• [Aim of the task]: Recast the records below as a JSON list of strings with one string per line, starting at the line containing "of the jeans" and continuing through the line containing "the blue and", both included. Leave out any blank lines.

• [Provided records]:
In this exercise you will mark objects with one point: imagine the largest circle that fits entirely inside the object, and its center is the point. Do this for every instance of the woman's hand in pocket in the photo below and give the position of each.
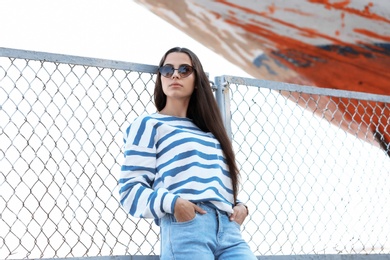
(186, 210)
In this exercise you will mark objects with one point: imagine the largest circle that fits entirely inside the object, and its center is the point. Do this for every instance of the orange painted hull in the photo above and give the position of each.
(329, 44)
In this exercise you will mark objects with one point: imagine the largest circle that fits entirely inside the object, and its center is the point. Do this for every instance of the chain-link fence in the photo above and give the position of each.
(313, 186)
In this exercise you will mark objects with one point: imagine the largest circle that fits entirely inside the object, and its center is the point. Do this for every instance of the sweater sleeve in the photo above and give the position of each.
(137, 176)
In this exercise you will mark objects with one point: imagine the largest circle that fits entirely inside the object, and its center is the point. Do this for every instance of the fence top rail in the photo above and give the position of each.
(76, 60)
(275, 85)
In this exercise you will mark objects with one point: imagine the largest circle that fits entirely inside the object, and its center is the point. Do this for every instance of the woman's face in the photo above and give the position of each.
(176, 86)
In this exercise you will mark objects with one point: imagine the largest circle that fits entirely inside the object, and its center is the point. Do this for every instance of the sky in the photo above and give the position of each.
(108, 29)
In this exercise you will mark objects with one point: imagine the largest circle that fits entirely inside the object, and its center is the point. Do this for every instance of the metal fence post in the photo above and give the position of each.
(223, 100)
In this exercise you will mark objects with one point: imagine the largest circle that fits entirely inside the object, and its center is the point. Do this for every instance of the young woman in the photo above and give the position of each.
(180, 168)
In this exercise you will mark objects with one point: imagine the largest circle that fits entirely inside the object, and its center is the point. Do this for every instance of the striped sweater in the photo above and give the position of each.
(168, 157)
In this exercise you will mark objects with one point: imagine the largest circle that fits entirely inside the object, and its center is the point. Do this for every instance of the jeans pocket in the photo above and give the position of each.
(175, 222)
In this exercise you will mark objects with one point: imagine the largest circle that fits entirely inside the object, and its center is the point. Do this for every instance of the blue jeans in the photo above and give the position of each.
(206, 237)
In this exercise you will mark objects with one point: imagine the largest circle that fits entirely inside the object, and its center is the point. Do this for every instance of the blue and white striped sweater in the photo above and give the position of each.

==

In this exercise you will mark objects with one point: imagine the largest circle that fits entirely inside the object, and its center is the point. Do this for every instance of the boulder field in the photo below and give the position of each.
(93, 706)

--

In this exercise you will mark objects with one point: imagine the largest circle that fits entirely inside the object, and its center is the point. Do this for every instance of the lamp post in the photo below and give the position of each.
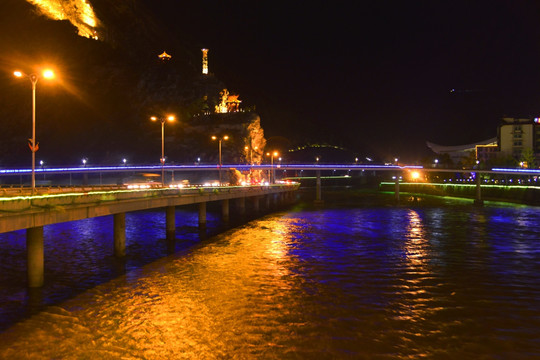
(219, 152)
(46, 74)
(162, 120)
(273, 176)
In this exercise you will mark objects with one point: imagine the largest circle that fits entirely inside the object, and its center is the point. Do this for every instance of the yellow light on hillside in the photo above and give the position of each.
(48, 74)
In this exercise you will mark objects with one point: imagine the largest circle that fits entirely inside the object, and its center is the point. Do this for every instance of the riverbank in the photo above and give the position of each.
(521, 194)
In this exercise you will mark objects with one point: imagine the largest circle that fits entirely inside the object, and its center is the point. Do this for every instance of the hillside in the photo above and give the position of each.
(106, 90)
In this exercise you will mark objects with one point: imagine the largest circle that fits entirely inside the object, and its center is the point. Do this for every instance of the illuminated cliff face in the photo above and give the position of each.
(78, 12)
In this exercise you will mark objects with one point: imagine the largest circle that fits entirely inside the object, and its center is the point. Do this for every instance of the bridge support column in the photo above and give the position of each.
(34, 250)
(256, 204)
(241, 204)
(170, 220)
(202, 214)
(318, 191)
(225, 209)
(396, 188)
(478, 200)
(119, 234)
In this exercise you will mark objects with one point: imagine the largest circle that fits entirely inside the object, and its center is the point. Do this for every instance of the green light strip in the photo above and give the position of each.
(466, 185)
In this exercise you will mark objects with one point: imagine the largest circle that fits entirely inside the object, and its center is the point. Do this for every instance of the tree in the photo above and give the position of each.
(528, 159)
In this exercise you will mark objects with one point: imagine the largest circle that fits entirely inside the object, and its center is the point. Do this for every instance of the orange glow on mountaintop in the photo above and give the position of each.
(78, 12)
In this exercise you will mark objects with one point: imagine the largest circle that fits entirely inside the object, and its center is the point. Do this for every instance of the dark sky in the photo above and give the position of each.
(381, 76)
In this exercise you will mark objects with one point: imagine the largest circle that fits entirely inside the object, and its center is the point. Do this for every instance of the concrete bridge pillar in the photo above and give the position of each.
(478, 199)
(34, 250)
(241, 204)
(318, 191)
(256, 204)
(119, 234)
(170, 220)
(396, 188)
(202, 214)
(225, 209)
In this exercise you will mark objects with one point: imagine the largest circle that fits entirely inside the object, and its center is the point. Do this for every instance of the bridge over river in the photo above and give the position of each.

• [Solution]:
[
  "In this exercise you will mark objects with one point: imagine the largest circle that fits entirely inside the object, and its center is the point. Do this for every instance of the jeans pocket in the photo above and give the position of each.",
  "(175, 222)",
  "In this exercise you will mark objects with one point: imagine the largest circle that fits entirely inside the object, and its center is the point. Do this for every instance of the blue jeans in the photo above and give the position of each.",
  "(206, 237)",
  "In this exercise you will mark objects with one point: imagine the largest circle that fits entirely inside the object, and its center is the point. Do this for every instance of the blue and white striped sweater in the photo above and give the position of each."
]